EXERCISE DIRECTIONS>
Filter the rows below, keeping each line that contains the word "woman", and copy those lines.

DATASET ENTRIES>
— begin —
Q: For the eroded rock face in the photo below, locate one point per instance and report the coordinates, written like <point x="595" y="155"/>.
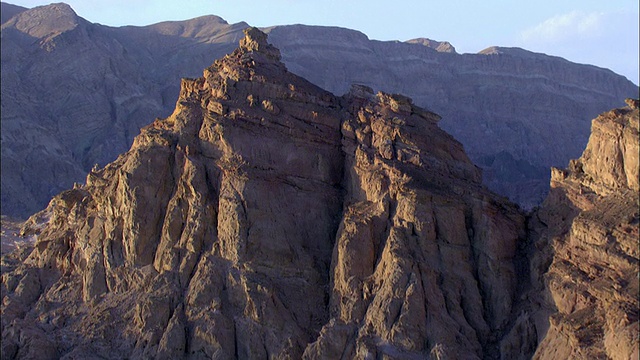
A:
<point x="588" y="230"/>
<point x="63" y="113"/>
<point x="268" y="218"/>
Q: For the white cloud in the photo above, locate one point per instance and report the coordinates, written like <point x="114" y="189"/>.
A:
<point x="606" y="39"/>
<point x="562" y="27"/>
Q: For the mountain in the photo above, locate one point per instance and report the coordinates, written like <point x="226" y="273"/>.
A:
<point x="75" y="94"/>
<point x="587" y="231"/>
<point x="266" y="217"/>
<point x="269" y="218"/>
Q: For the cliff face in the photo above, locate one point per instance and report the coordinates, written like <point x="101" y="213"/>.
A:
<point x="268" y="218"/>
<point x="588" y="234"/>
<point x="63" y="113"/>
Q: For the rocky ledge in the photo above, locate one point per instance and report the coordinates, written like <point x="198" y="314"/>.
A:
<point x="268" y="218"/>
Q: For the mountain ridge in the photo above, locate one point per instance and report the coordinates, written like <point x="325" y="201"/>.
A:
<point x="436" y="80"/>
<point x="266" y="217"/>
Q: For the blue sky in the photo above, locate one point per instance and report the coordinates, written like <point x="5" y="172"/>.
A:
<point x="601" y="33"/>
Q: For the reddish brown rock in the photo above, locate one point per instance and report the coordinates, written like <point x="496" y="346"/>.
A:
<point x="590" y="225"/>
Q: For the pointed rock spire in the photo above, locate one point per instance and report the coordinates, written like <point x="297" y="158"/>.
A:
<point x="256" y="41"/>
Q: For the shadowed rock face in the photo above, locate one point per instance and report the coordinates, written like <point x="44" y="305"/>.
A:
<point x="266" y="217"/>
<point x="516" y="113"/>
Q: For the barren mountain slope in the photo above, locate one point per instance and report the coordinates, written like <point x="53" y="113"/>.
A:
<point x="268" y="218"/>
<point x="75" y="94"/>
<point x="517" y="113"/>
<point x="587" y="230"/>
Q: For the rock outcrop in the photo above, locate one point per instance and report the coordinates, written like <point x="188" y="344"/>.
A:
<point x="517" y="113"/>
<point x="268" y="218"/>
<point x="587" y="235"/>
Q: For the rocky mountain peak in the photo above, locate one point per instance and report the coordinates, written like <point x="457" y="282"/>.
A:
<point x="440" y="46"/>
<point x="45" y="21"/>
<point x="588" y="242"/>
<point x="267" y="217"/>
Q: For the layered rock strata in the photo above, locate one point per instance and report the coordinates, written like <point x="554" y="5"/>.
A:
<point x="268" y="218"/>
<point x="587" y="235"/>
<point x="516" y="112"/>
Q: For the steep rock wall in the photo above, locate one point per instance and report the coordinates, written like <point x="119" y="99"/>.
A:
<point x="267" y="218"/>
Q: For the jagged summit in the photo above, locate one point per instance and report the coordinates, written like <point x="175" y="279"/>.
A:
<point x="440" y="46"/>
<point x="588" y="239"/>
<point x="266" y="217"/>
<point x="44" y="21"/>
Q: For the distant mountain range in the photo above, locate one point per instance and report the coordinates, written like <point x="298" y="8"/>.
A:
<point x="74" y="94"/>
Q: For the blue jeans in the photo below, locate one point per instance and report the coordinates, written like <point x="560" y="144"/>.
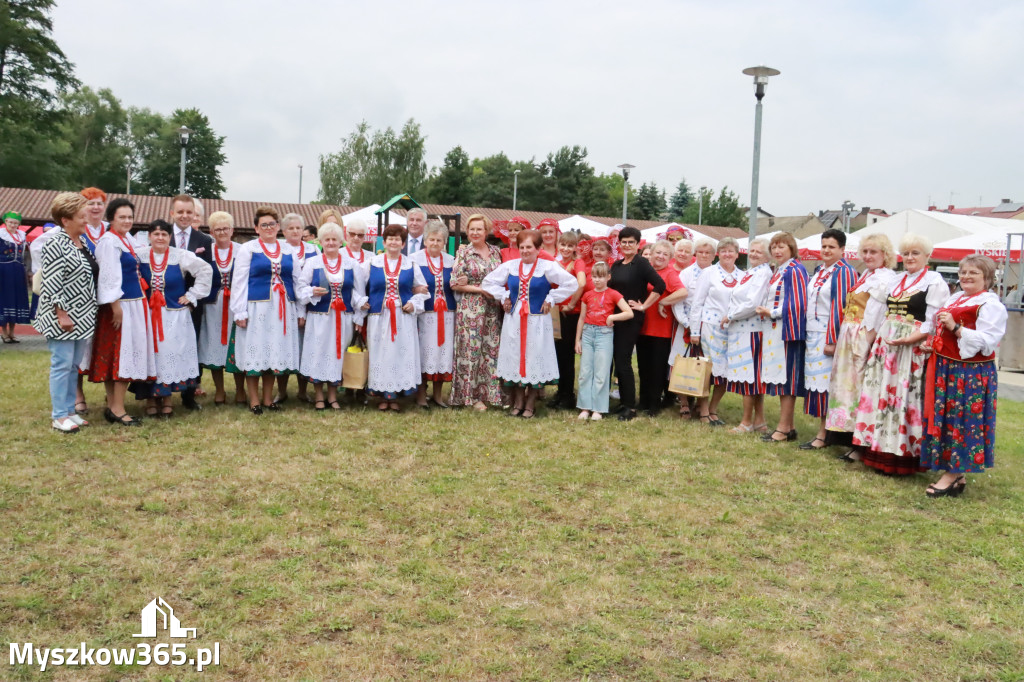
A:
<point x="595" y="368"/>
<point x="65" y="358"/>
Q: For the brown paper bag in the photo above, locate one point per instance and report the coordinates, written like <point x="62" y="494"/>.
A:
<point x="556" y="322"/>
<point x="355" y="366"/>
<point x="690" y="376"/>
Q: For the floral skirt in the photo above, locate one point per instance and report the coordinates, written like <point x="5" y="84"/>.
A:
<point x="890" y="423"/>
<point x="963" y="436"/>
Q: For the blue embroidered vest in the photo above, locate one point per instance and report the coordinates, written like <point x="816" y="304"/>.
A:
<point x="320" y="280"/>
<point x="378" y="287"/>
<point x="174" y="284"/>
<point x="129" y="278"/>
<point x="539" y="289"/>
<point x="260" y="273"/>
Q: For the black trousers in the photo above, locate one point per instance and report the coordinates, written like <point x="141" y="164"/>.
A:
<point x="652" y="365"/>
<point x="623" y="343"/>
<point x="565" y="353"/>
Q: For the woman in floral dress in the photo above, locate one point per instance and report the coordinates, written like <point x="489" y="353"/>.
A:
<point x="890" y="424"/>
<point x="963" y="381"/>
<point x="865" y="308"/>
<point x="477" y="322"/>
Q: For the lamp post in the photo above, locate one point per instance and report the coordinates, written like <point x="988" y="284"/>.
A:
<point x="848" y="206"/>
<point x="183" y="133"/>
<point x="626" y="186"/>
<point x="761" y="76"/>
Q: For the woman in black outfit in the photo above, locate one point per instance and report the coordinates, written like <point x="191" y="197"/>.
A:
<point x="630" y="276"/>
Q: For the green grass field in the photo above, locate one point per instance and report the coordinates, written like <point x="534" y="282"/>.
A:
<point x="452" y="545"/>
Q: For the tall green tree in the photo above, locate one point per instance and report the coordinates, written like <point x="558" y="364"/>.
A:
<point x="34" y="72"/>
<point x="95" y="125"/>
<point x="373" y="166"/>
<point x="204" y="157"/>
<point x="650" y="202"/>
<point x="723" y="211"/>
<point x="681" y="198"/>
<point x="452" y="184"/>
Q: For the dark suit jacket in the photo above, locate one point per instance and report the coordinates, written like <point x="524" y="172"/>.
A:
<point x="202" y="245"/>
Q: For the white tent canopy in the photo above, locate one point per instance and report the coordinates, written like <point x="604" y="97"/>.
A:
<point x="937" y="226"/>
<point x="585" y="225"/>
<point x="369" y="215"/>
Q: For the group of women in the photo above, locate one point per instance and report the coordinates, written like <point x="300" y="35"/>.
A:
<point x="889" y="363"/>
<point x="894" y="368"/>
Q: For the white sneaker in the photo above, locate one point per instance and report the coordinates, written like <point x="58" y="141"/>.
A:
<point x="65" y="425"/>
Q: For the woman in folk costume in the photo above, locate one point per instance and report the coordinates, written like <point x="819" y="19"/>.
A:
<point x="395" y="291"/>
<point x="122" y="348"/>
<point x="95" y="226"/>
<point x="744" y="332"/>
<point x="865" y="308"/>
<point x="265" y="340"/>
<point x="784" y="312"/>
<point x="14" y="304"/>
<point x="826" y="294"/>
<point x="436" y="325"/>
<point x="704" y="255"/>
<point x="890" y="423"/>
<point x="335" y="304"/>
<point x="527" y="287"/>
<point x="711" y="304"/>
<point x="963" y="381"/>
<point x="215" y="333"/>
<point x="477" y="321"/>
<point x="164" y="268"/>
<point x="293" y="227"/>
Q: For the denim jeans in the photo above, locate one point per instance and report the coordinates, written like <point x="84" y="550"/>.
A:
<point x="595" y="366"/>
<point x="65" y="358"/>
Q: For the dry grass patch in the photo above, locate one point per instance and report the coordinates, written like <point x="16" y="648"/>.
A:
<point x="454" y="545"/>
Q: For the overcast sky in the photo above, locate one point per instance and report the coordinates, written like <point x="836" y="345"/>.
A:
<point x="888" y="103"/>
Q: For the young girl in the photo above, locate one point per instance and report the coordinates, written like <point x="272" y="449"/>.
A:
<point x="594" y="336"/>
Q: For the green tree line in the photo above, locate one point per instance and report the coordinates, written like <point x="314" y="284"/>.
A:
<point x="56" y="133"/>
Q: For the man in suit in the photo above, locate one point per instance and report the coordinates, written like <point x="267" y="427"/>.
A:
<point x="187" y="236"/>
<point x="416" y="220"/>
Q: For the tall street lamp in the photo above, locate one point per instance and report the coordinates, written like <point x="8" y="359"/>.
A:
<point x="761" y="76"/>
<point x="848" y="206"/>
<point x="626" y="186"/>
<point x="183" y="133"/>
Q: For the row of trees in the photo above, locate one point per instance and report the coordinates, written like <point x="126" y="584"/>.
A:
— end —
— begin —
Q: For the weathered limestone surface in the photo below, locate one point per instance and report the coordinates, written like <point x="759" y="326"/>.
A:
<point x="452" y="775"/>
— end —
ANSWER TO THE PROBLEM>
Q: For the woman in floral dress in the photo above, locate one point per instance and report the coordinates, written like <point x="489" y="353"/>.
Q: For the woman in black outfit in the photo above, locate one point per instance and report the coordinates, written like <point x="191" y="197"/>.
Q: For the woman in folk costume in the photo above, locate one point per instance and report the coordinates, written like <point x="819" y="19"/>.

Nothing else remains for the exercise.